» Selection
--- Start ---

To say Celestion falls under the category of "British-style speakers" is an understatement, as they single-handedly invented the category, having been associated with Marshall and Vox amps since the early 60s. Known for a forward midrange presence and smooth, compressed crunch when pushed, the sound of 60's British rock is tied to Celestion, most notably Alnico Blue "Bulldogs" in Vox AC30s famously used by the Beatles and Brian May of Queen, and G12M "Greenbacks" in Marshall 4x12 cabinets and "Bluesbreaker" JTM45 combos (the latter's nickname derived from Eric Clapton's use while in John Mayall's Bluesbreakers). Eventually, the G12H was created to provide a Greenback-like tone with higher power handling, as the original 25 watt Greenbacks were being blown nightly by chaps like Jimi Hendrix, Jimmy Page, and Jeff Beck. Since then, many varieties of Celestion have emerged, all bearing homage to the traditional British sound... G12-65s became the 4x12" speaker of choice in the late 70s & early 80s, then Vintage 30s found their way into many Marshall & Boogie cabs in the late 80s and 90s. Nowadays, the H30s and Creamback models are gaining popularity with many boutique amp builders looking for classic tones with modern specs. John Mayer uses combinations of G12-65, Alnico Gold, and H30 speakers in his cabs, and his tone is second to none, in quality OR cost.

--- End ---

» Exercise task A
Extract the records starting at their first line and ending at the line that contains "[813,329,835,402]", including both of those lines, and reproduce every line unchanged.
The records below come from a separate source unrelated to the passage on Celestion speakers.

» The data
--- Start ---

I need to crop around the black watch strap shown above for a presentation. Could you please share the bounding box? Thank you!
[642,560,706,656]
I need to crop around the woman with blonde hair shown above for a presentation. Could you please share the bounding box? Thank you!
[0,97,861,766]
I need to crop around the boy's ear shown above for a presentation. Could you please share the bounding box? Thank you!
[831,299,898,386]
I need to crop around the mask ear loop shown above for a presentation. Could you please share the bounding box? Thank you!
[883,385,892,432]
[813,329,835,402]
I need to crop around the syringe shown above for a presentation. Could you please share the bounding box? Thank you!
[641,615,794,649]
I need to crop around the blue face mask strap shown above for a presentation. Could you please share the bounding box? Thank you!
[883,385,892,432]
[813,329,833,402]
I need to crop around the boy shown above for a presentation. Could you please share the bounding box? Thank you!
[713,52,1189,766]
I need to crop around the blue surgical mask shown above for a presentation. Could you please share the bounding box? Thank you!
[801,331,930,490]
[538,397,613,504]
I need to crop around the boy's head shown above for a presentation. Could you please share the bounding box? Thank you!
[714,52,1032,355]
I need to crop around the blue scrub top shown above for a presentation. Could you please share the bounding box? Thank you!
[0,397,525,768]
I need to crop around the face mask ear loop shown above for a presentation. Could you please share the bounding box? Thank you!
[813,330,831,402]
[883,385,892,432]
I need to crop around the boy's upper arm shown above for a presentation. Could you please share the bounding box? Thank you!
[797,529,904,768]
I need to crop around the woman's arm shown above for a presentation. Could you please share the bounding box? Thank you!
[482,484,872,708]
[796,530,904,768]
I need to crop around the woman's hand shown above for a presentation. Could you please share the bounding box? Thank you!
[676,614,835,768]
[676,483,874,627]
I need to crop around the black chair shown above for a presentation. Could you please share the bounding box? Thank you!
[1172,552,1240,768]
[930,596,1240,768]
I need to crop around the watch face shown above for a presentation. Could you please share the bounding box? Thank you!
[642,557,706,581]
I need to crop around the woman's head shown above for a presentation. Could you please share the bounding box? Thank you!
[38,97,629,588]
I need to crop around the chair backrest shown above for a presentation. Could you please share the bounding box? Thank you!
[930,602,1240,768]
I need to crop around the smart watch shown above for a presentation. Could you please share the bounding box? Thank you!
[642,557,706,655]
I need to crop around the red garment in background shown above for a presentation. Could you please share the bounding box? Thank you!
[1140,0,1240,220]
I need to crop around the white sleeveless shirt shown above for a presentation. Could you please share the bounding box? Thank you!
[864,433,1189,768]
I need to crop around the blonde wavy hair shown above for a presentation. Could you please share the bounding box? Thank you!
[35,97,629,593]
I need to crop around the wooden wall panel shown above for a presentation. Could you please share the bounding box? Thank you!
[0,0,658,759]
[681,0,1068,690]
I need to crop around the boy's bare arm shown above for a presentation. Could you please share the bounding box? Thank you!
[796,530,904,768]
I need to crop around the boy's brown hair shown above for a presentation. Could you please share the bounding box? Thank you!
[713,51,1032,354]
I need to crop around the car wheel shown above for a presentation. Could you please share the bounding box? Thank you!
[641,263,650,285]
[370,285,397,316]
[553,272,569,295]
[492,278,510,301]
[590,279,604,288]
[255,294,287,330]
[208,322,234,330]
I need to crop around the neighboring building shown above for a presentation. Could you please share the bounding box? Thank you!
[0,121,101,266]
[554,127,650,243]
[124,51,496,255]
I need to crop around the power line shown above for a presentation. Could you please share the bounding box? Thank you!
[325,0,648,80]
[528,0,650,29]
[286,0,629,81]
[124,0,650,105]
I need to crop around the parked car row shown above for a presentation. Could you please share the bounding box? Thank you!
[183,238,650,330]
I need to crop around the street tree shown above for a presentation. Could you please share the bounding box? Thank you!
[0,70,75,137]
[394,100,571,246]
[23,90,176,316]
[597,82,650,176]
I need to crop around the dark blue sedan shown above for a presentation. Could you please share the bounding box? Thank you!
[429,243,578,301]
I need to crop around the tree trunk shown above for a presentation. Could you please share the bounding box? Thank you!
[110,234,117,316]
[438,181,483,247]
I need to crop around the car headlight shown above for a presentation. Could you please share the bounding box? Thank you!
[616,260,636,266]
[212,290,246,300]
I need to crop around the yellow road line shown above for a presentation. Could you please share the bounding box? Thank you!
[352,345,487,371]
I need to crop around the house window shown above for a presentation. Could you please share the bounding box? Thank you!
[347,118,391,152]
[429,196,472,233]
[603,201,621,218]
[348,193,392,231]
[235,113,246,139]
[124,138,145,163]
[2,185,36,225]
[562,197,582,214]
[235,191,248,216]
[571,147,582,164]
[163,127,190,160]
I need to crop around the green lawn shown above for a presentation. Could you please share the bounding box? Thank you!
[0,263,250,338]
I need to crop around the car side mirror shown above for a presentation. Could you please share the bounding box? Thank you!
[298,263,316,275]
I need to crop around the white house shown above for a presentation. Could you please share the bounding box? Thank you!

--- End ---

» Exercise task B
Extend the passage on Celestion guitar speakers, picking up right after its final sentence.

» Exercise result A
I need to crop around the black watch strap shown above for a presentation. Could you please share the bounding box? Thank you!
[642,560,706,656]
I need to crop around the woman with blonde hair shown above for a presentation. Could you please share the bounding box? Thank you!
[0,97,861,766]
I need to crop around the boy's ear shown above for a presentation. Could you please share the bounding box? Thank you!
[831,299,898,386]
I need to crop around the mask ear loop shown above for a presentation. Could you please share the bounding box? Thank you!
[883,385,892,432]
[813,329,835,402]

» Exercise result B
A Marshall 4x12 loaded with Greenbacks

Two Bulldogs in a Vox AC30, wired in series 

John Mayer's cabs, with G12-65s (top of both), Alnico Golds (bottom left), and what appear to be H30s (bottom right). Amp heads are a Two Rock (left) and Dumble Steel String Singer (right).

Another British speaker that deserves mention is Fane, who at one point were responsible for 75% of the speaker market in the UK. Found almost exclusively in Hiwatt cabinets, Fane speakers were also used in early Sound City and Simms-Watts products. Considered similar to the Celestion sound but a a bit more hi-fi, with tighter bass, smoother, clearer highs, and that similar pushed midrange, it's been said that Hiwatt's reputation had as much to do with Fane speakers as the amplifiers themselves. At 50 watts per speaker, they could take a beating that Celestions could not at the time, and became a favorite for use at larger venues with Marshall's 200w Major heads as well as with Hiwatts. Just listen to Pete Townshend's tone on The Who's Live at Leeds, and no further explanation will be necessary. 

A Fane speaker in a Hiwatt cab

As for newer names to the speaker game, we must include Weber and Warehouse Guitar Speakers (WGS) in the list. I've got a Weber 6" upgrade in my Fender Champion 600 combo that's just fantastic, and have used both a WGS G12C and G12Q in my Echopark Vibramatic 13 combo with great success. The G12Q helps make the amp a bit more home-friendly, as the high sensitivity and power handling of the C made it the loudest 13-watt amp I've ever played! Great tones, though. I'm looking forward to trying more models from both companies in the future.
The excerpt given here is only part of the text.